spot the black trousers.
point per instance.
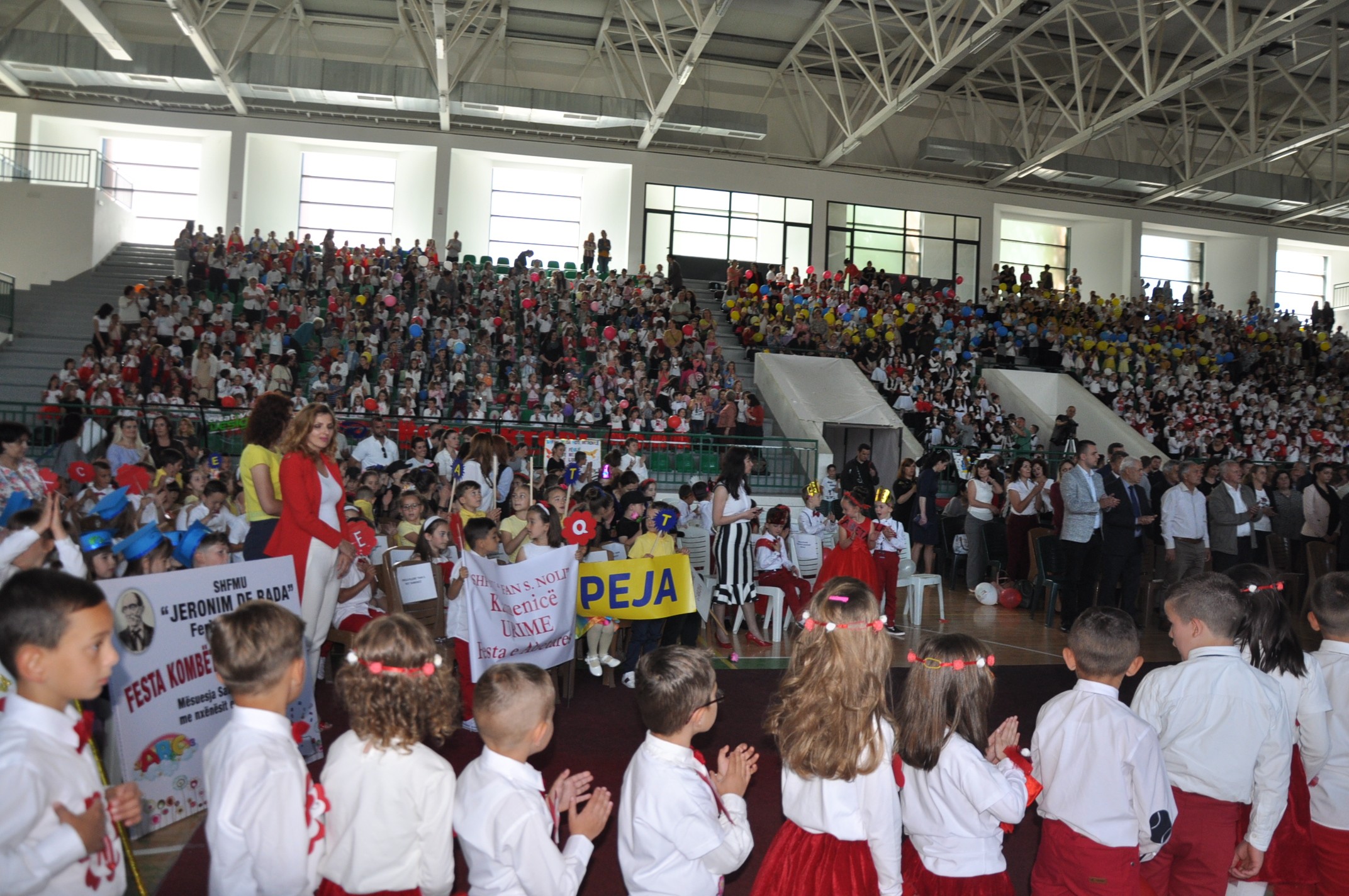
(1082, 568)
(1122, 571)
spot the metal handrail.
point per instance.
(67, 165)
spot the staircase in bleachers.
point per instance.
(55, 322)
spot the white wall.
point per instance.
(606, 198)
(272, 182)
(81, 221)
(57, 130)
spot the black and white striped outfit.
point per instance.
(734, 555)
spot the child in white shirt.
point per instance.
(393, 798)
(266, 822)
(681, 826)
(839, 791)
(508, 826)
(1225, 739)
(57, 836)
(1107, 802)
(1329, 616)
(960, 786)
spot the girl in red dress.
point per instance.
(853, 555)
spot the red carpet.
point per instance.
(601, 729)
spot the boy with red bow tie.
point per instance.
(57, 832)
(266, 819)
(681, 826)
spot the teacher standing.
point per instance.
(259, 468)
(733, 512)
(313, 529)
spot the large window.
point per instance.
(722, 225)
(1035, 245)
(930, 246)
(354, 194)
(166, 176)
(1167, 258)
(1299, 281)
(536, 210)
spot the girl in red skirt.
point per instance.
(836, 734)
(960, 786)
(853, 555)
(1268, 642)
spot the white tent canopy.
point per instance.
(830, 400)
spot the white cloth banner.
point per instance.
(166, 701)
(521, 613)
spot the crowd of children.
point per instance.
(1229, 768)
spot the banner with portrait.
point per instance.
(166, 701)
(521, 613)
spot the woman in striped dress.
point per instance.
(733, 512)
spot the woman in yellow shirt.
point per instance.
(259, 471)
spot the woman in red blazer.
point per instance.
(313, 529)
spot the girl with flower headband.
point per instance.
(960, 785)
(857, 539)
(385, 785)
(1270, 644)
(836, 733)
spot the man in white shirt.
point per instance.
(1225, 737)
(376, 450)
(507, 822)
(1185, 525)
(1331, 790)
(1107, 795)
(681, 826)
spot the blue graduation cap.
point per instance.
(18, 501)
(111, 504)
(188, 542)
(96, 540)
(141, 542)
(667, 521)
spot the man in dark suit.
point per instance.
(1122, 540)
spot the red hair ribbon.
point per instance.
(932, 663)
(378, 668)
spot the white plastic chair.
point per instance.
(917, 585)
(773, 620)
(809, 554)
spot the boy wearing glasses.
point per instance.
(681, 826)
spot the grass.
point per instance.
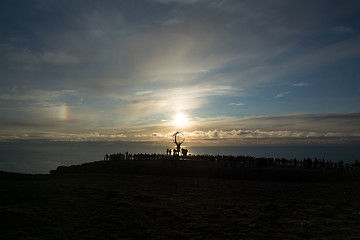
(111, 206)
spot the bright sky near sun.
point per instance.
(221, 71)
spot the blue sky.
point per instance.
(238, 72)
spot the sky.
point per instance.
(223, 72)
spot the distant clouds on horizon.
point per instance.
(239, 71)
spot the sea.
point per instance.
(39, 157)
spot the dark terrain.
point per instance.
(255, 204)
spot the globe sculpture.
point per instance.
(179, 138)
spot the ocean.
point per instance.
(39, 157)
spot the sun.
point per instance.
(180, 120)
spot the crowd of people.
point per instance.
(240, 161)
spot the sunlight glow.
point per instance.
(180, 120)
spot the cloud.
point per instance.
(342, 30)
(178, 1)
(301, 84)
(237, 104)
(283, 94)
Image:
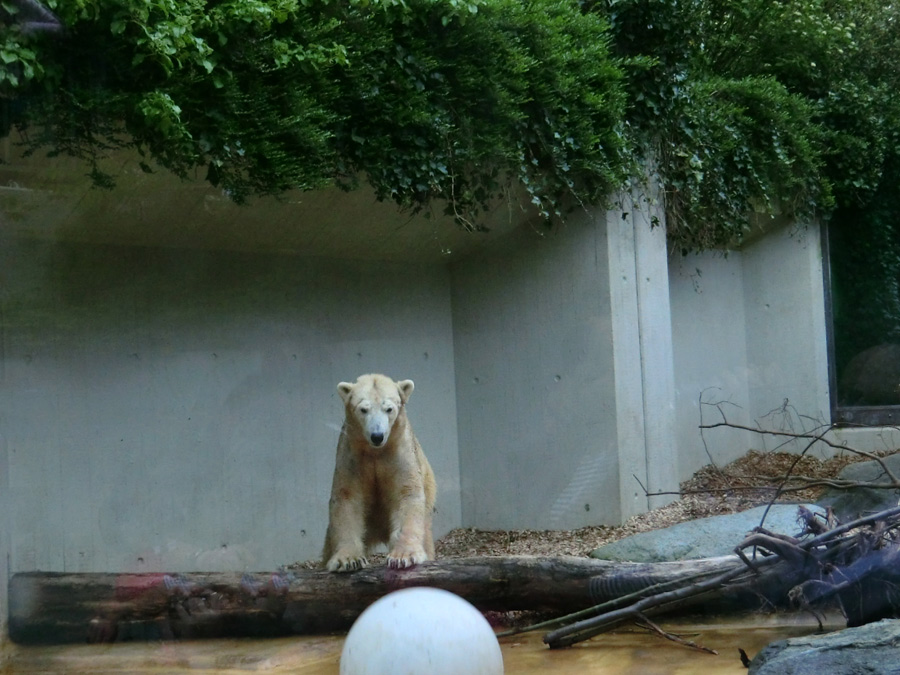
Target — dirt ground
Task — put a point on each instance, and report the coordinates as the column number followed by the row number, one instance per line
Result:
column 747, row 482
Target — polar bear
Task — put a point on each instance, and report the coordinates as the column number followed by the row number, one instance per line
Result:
□ □ □
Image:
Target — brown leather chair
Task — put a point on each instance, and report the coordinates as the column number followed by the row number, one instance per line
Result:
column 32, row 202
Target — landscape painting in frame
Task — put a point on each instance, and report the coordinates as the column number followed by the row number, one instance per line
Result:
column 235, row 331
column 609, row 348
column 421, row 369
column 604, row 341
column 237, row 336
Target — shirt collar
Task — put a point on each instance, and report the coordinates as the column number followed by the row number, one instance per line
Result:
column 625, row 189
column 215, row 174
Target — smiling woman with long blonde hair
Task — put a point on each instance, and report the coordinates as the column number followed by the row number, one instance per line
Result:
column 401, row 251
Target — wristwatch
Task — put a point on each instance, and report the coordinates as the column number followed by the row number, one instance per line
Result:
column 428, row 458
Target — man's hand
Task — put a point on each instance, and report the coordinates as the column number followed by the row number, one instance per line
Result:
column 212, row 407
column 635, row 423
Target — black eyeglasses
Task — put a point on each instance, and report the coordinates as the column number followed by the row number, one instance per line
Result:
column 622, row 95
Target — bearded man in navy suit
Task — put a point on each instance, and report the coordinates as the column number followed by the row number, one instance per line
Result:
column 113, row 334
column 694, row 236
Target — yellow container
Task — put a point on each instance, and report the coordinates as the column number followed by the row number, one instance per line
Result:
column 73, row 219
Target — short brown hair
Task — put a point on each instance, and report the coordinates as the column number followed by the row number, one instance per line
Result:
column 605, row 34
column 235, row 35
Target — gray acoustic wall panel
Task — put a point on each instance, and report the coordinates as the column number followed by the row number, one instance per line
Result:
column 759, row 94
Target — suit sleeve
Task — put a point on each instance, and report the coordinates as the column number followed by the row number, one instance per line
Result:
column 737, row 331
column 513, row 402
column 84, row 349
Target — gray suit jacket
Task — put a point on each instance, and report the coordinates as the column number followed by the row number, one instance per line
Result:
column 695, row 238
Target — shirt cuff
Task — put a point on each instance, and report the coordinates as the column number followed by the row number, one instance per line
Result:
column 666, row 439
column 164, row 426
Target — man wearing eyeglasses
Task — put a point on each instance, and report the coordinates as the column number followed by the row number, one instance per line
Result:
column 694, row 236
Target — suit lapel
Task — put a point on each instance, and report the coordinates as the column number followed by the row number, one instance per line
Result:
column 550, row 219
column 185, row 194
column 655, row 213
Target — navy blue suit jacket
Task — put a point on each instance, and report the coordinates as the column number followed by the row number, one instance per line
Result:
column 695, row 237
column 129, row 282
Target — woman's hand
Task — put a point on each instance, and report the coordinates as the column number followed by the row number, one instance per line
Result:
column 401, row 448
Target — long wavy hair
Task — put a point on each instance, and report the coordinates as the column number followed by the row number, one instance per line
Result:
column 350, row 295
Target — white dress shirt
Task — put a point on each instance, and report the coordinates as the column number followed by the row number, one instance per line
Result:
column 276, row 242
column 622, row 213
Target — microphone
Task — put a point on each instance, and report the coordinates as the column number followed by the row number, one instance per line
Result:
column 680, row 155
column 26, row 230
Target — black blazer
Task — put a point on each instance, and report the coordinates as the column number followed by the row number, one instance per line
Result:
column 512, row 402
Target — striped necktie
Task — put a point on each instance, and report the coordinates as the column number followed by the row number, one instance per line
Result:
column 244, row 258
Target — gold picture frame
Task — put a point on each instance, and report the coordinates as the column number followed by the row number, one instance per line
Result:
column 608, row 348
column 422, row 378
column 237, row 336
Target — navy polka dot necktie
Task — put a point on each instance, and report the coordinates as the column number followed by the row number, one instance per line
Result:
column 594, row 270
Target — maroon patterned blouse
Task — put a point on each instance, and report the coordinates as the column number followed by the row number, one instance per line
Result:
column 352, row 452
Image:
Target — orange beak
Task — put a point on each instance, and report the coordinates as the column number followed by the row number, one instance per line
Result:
□ □ □
OPDRACHT –
Haal alstublieft elke regel uit de gegevens hierboven die het woord "yellow" bevat. Hoofdletters en kleine letters tellen mee.

UITVOER –
spot the woman in yellow shirt.
Target — yellow container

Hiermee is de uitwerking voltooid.